* [Texto fornecido]:
O ódio e a violência, metamorfoseados, geram a guerra psicológica
revolucionária total.

Para melhor apreendermos o alcance dessas imensas transformações ocorridas no quadro da III Revolução, será necessário analisarmos em seu conjunto a grande esperança atual do comunismo, que é a guerra revolucionária psicológica.

Embora nascido necessariamente do ódio, e voltado por sua própria lógica interna para o uso da violência exercida por meio de guerras, revoluções e atentados, o comunismo internacional se viu compelido por grandes modificações em profundidade da opinião pública, a dissimular seu rancor, bem como a fingir ter desistido das guerras e das revoluções. Já o dissemos.

Ora, se tais desistências fossem sinceras, de tal maneira ele se desmentiria a si próprio, que se autodemoliria. Longe disto, usa ele o sorriso tão-somente como arma de agressão e de guerra, e não extingue a violência, mas a transfere do campo de operação do físico e palpável, para o das atuações psicológicas impalpáveis. Seu objetivo: alcançar, no interior das almas, por etapas e invisivelmente, a vitória que certas circunstâncias lhe estavam impedindo de conquistar de modo drástico e visível, segundo os métodos clássicos.

Bem entendido, não se trata aqui de efetuar, no campo do espírito, algumas operações esparsas e esporádicas. Trata-se, pelo contrário, de uma verdadeira guerra de conquista -
psicológica, sim, mas total - visando o homem todo, e todos os homens em todos os países.


Guerra psicológica revolucionária: “revolução cultural” e Revolução nas tendências.


Como uma modalidade de guerra psicológica revolucionária, a partir da rebelião estudantil da Sorbonne, em maio de 1968, numerosos autores socialistas e marxistas em geral passaram a reconhecer a necessidade de uma forma de revolução prévia às transformações políticas e sócioeconômicas, que operasse na vida cotidiana, nos costumes, nas mentalidades, nos modos de ser, de sentir e de viver. É a chamada “revolução cultural”.

Consideram eles que esta revolução, preponderantemente psicológica e tendencial, é uma etapa indispensável para se chegar à mudança de mentalidade que tornaria possível a implantação da utopia igualitária, pois, sem tal preparação, a transformação revolucionária e as consequentes “mudanças de estrutura” tornar-se-iam efêmeras.

(...)

Insistimos neste conceito de guerra revolucionária psicológica total.

Com efeito, a guerra psicológica visa a psique toda do homem, isto é, “trabalha-o” nas várias potências de sua alma, e em todas as fibras de sua mentalidade.

Ela visa todos os homens, isto é, tanto partidários ou simpatizantes da III Revolução, quanto neutros ou até adversários.

(Itens de identificação de local)
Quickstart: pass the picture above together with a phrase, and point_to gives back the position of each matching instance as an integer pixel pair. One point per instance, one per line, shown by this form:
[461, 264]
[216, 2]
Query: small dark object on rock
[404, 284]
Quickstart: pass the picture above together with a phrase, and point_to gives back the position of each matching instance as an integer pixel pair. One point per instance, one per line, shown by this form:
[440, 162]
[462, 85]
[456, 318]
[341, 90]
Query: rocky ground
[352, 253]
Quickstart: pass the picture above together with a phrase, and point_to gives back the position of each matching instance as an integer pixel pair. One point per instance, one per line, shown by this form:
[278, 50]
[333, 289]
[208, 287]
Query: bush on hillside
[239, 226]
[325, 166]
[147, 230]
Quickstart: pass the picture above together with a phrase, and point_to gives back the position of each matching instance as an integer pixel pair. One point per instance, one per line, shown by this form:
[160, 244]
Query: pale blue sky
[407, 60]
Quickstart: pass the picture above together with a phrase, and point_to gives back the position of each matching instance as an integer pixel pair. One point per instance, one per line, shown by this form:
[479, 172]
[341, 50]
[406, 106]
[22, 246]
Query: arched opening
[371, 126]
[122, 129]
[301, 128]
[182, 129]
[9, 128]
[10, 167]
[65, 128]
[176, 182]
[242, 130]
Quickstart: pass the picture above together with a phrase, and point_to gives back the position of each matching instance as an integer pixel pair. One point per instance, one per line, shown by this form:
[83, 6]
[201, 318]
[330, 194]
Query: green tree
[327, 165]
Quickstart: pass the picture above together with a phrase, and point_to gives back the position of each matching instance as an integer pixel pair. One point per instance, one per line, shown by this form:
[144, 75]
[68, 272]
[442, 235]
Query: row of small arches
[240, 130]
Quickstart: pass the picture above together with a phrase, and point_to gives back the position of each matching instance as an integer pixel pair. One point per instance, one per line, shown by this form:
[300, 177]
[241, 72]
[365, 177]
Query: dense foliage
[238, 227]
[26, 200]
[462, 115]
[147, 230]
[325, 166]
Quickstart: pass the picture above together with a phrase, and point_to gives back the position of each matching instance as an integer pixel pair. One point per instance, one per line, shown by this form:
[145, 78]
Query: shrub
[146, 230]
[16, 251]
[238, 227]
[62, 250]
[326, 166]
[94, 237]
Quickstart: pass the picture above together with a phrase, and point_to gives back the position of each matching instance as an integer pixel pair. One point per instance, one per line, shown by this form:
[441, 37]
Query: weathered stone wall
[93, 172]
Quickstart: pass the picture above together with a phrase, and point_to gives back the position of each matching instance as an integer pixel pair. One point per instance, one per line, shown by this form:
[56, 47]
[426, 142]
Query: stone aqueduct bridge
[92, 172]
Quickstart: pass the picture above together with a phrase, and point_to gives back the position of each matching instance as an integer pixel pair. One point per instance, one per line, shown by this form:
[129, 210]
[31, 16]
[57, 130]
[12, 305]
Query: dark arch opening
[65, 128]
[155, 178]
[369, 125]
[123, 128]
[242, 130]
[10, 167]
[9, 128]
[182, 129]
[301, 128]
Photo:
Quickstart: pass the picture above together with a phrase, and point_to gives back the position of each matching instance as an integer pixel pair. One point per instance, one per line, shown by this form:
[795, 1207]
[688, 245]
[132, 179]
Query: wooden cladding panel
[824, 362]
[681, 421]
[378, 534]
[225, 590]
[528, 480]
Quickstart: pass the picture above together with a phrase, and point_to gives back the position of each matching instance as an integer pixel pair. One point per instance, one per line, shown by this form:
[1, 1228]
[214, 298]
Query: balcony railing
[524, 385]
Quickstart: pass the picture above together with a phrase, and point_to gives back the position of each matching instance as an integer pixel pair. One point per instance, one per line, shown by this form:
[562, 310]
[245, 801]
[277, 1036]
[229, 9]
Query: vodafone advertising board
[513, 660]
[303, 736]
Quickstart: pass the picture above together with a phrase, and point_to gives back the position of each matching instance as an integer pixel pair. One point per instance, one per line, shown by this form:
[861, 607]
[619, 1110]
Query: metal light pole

* [Instrução 1]: Traduza para o inglês esta frase do texto sobre a guerra psicológica revolucionária: "Insistimos neste conceito de guerra revolucionária psicológica total."
* [Instrução 2]: Dê continuidade ao texto sobre a guerra psicológica revolucionária a partir da última frase apresentada.

* [Resposta esperada 1]: We insist on this concept of total revolutionary psychological warfare.

* [Resposta esperada 2]:
Ela lança mão de todos os meios, a cada passo é-lhe necessário dispor de um fator específico para levar insensivelmente cada grupo social e até cada homem a se aproximar do comunismo, por pouco que seja. E isto em qualquer terreno: nas convicções religiosas, políticas, sociais e econômicas, nas impostações culturais, nas preferências artísticas, nos modos de ser e de agir em família, na profissão, na sociedade.

A.   As duas grandes metas da guerra psicológica revolucionária

Dadas as atuais dificuldades do recrutamento ideológico da III Revolução, o mais útil de suas atividades se exerce, não sobre os amigos e simpatizantes, mas sobre os neutros e os adversários:

a) iludir e adormecer paulatinamente os neutros;

b) dividir a cada passo, desarticular, isolar, aterrorizar, difamar, perseguir e bloquear os
adversários;

- essas são, a nosso ver, as duas grandes metas da guerra psicológica revolucionária.


Desta maneira, a III Revolução torna-se capaz de vencer, porém mais pelo aniquilamento do adversário do que pela multiplicação dos amigos.

Obviamente, para conduzir esta guerra, mobiliza o comunismo todos os meios de ação com que conta, nos países ocidentais, graças ao apogeu em que nestes se acha a ofensiva da III Revolução.


B.   A guerra psicológica revolucionária total, uma resultante do apogeu da III Revolução e dos embaraços por que esta passa.

A guerra psicológica revolucionária total é, portanto, uma resultante da composição dos dois fatores contraditórios que já mencionamos: o auge de influência do comunismo sobre quase todos os pontos-chaves da grande máquina que é a sociedade ocidental, e de outro lado o declínio da capacidade de persuasão e de liderança dele sobre as camadas profundas da opinião pública do Ocidente.


A ofensiva psicológica da III Revolução, na Igreja.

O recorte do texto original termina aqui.